• _YOUR INSTRUCTIONS_
Extract every line of the entries below that contains the string "texture", treating uppercase and lowercase letters as different.

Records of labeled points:
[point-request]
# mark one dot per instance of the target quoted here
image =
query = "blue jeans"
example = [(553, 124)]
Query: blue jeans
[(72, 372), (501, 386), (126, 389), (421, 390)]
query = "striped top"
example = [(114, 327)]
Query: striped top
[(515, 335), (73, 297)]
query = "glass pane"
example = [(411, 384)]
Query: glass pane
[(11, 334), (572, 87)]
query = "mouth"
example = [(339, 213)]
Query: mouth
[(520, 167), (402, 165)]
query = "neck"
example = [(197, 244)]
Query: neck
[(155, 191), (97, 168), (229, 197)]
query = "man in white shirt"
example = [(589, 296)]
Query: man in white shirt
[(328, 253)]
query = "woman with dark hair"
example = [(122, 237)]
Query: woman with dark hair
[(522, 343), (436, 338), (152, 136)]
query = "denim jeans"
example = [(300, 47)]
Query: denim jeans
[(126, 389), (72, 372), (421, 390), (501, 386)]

...

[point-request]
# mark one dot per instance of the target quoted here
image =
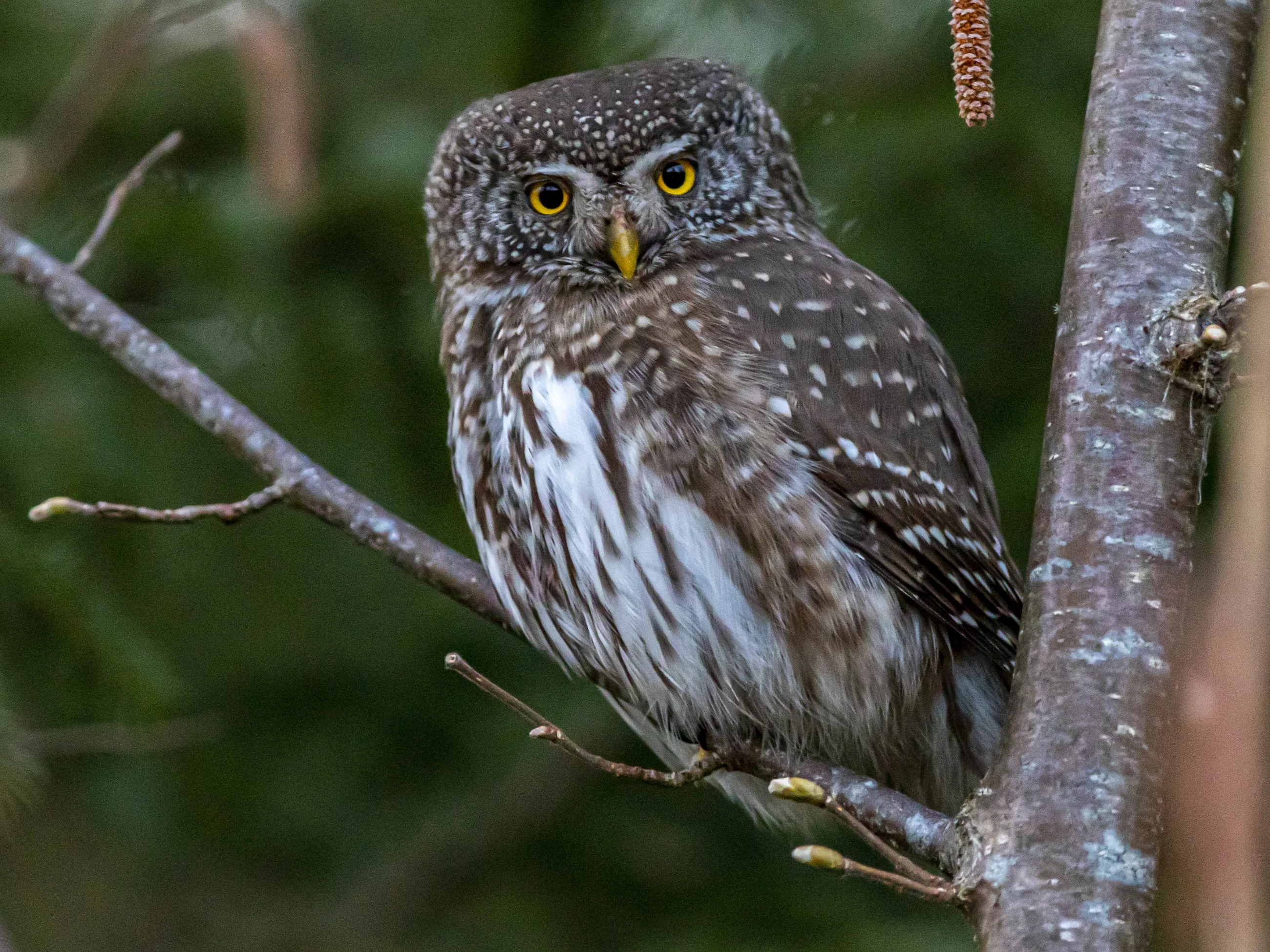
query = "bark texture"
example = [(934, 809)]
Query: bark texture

• _WRITTEN RESPONSE_
query = "bark texture"
Query: bark texture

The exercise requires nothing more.